— Text provided —

______________________________

Since 1977 in the Central Laboratory of Gamma Activation Analysis of JSC NMMC at the «Aura» measuring complex has been carrying out gamma activation analysis of the elemental composition of rock samples and quantitative analysis of precious metals using a linear electron accelerator, where the content of gold and 60 different elements is determined. The «Aura» complex has a productivity of over 1 million analyses per year and determines the gold content in 3500 samples in 1 day with productivity of determining gold in 1 sample in 17 seconds [1]. Figure 1 shows a technological diagram of the «Aura» measuring complex.
Figure 1: Schematic representation of the “Aura” measuring complex [1]: 1. Plastic containers with samples; 2. Loading drum; 3. Automatic weighing device; 4. Sample code reader; 5. Transport channel; 6. Sample irradiation unit; 7. Activating radiation monitor sensor; 8. Linear electron accelerator installed in a concrete protective chamber; 9. Unit for measuring induced sample activity; 10. Photomultiplier; 11. Scintillation crystal; 12–16. Information accumulation and processing system; 17. Construction of testing plans; 18. Lead protective screen.

______________________________

— Exercise data —
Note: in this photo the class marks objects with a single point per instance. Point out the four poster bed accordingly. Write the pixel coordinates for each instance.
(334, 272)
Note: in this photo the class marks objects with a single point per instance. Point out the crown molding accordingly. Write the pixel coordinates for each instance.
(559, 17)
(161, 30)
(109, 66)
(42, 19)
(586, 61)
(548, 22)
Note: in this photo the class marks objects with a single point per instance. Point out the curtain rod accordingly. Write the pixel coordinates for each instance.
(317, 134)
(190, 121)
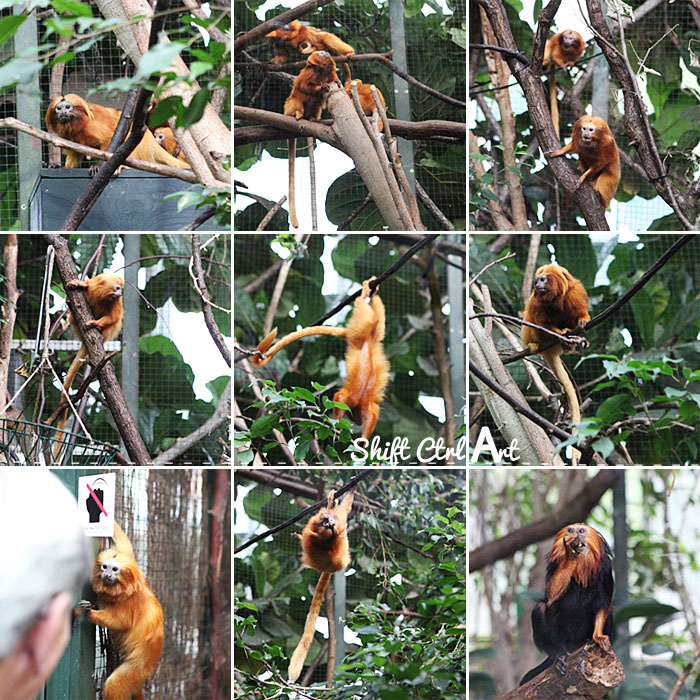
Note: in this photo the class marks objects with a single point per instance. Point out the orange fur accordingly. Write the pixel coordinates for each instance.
(72, 118)
(306, 101)
(598, 157)
(366, 99)
(298, 36)
(561, 50)
(166, 139)
(325, 548)
(129, 608)
(104, 295)
(368, 368)
(558, 302)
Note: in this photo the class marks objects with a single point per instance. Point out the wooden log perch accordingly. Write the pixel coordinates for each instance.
(589, 674)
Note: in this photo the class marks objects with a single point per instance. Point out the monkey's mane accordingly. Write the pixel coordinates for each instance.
(129, 581)
(558, 280)
(585, 567)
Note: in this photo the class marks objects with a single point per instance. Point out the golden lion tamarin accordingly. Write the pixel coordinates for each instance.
(104, 295)
(577, 606)
(558, 302)
(128, 607)
(296, 35)
(307, 101)
(72, 118)
(324, 542)
(367, 365)
(561, 51)
(365, 96)
(598, 157)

______________________________

— Required work —
(A) Please copy the listing from the line containing "out the wooden" up to and including its last line, keeping every request, and shift each pixel coordinate in the answers by adding 72 to both numbers.
(B) Continue the passage about the «Aura» gamma activation analysis complex from its final sentence.
The listing is unrelated to the passage on the «Aura» gamma activation analysis complex.

— Outputs for the tasks —
(A)
Note: in this photo the class marks objects with a single point per instance. Point out the wooden log perch accordingly. Write the pixel coordinates for each instance.
(661, 746)
Note: in this photo the class marks objects with a single point per instance. Point out the monkey's mane accordingly. Write the pixel coordinates for each instance.
(201, 653)
(630, 352)
(657, 639)
Note: in this photo the class marks objects with a single point per instance. Point out the golden lion tamarin accordingly. Write the pixel coordinates for each instance.
(176, 367)
(649, 678)
(630, 374)
(200, 679)
(368, 107)
(379, 173)
(144, 190)
(396, 614)
(439, 437)
(633, 123)
(437, 168)
(670, 229)

(B)
The gamma activation analysis method is carried out by irradiating rock samples with high-energy gamma quanta on a linear accelerator of the UELR-8-8A and UELR-8-10A type with an electron energy of 7–9 MeV, a beam power of up to 10 kW and recording gamma-rays with a scintillation detector quanta of metastable radionuclide 197mAu, which is formed according to a nuclear reaction:
197Au(γ, γ′) 197mAu (1)
The radionuclide 197mAu has a half-life T1/2=7.4 sec, the gamma quanta recorded by the gamma spectrometer have an energy of 130 and 279 keV, the sensitivity of the gamma activation analysis is 0.2–0.5 g/t [1].
At the hydrometallurgical plants of JSC NMMC, the cyanidation method is the main method for gold mining. A study of literary sources showed that the cyanidation method is used in the processing of 90% - 95% of ores in the world, and the share of gold recovered through cyanidation is 80% - 85% [2].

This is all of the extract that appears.